### Instructions for the task
From the first line to the last, copy the material exactly and leave the pictures out.
++++++++
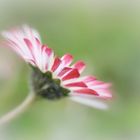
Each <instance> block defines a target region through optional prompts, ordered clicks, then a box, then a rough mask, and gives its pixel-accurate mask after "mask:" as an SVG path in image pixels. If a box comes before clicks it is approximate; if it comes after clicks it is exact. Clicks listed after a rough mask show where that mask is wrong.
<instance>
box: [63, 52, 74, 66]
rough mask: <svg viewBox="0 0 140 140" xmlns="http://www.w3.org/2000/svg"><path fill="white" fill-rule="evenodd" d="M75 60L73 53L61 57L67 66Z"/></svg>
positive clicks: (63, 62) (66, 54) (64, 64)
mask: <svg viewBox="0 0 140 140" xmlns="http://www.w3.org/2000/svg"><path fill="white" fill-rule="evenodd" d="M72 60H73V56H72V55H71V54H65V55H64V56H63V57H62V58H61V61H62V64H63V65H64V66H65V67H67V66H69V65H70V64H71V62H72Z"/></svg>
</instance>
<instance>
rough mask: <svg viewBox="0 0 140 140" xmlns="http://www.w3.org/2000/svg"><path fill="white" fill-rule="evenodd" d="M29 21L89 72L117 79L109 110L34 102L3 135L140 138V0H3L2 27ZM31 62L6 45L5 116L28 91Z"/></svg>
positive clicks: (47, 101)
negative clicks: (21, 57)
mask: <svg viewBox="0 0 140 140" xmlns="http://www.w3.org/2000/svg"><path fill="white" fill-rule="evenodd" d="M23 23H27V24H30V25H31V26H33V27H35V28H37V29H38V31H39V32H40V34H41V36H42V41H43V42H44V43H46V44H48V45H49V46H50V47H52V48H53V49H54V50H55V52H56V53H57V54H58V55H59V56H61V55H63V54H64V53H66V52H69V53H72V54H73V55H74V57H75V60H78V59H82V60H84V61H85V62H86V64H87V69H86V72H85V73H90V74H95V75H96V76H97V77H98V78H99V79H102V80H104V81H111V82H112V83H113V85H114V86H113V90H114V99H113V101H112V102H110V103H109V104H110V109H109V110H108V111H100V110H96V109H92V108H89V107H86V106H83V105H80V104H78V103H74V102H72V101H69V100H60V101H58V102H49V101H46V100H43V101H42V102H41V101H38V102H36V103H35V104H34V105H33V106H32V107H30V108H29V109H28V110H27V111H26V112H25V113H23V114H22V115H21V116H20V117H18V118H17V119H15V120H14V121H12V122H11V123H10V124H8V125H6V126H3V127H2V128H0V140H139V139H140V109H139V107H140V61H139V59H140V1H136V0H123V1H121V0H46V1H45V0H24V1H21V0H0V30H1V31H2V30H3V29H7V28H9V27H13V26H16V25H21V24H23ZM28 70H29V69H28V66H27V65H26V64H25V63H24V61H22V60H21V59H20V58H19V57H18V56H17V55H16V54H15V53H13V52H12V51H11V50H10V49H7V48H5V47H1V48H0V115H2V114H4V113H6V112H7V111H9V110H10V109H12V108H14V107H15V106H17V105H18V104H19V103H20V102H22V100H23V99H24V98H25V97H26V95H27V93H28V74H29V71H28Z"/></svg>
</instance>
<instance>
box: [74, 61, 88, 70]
++++++++
### Your solution
Each <instance> block defines a target region through optional prompts, ordered clicks, then a box, then a rough mask, and gives its pixel-accurate mask after "mask:" as an SVG path in image pixels. If a box comes before clicks it is approximate; if it comes after clicks it is exact. Clicks listed after a rough mask show where that mask is wrong.
<instance>
box: [63, 52, 74, 66]
rough mask: <svg viewBox="0 0 140 140" xmlns="http://www.w3.org/2000/svg"><path fill="white" fill-rule="evenodd" d="M75 60L73 53L61 57L67 66Z"/></svg>
positive clicks: (63, 62) (66, 54) (64, 64)
mask: <svg viewBox="0 0 140 140" xmlns="http://www.w3.org/2000/svg"><path fill="white" fill-rule="evenodd" d="M72 60H73V56H72V55H71V54H65V55H64V56H63V57H62V58H61V61H62V64H63V65H64V66H65V67H67V66H69V65H70V64H71V62H72Z"/></svg>
</instance>
<instance>
rough mask: <svg viewBox="0 0 140 140" xmlns="http://www.w3.org/2000/svg"><path fill="white" fill-rule="evenodd" d="M29 21L89 72L117 79L109 110L34 102L3 135L140 138V0H3L2 27ZM31 62L6 45L5 116L28 91Z"/></svg>
positive clicks: (47, 101)
negative clicks: (21, 57)
mask: <svg viewBox="0 0 140 140" xmlns="http://www.w3.org/2000/svg"><path fill="white" fill-rule="evenodd" d="M23 23H27V24H30V25H31V26H33V27H35V28H37V29H38V31H39V32H40V34H41V36H42V41H43V42H44V43H46V44H48V45H49V46H50V47H52V48H53V49H54V50H55V52H56V53H57V54H58V55H59V56H61V55H63V54H64V53H66V52H69V53H72V54H73V55H74V57H75V60H78V59H82V60H84V61H85V62H86V64H87V69H86V72H85V73H90V74H95V75H96V76H97V77H98V78H99V79H102V80H104V81H111V82H112V83H113V85H114V86H113V90H114V99H113V101H112V102H110V103H109V104H110V109H109V110H108V111H100V110H96V109H92V108H89V107H86V106H83V105H80V104H78V103H74V102H72V101H69V100H60V101H58V102H49V101H46V100H43V101H42V102H41V101H38V102H36V103H35V104H34V105H33V106H32V107H30V108H29V109H28V110H27V111H26V112H25V113H23V114H22V115H21V116H20V117H18V118H17V119H15V120H14V121H12V122H11V123H10V124H8V125H6V126H3V127H2V128H0V140H139V139H140V109H139V107H140V61H139V59H140V1H136V0H123V1H121V0H46V1H45V0H24V1H21V0H0V30H1V31H2V30H3V29H7V28H9V27H13V26H16V25H21V24H23ZM28 70H29V69H28V66H27V65H26V64H25V63H24V61H22V60H21V59H20V58H19V57H18V56H17V55H16V54H15V53H13V52H12V51H11V50H10V49H7V48H5V47H1V48H0V115H2V114H4V113H6V112H7V111H9V110H10V109H12V108H14V107H15V106H17V105H18V104H19V103H20V102H22V100H23V99H24V98H25V97H26V95H27V93H28V74H29V71H28Z"/></svg>
</instance>
<instance>
box: [74, 61, 88, 70]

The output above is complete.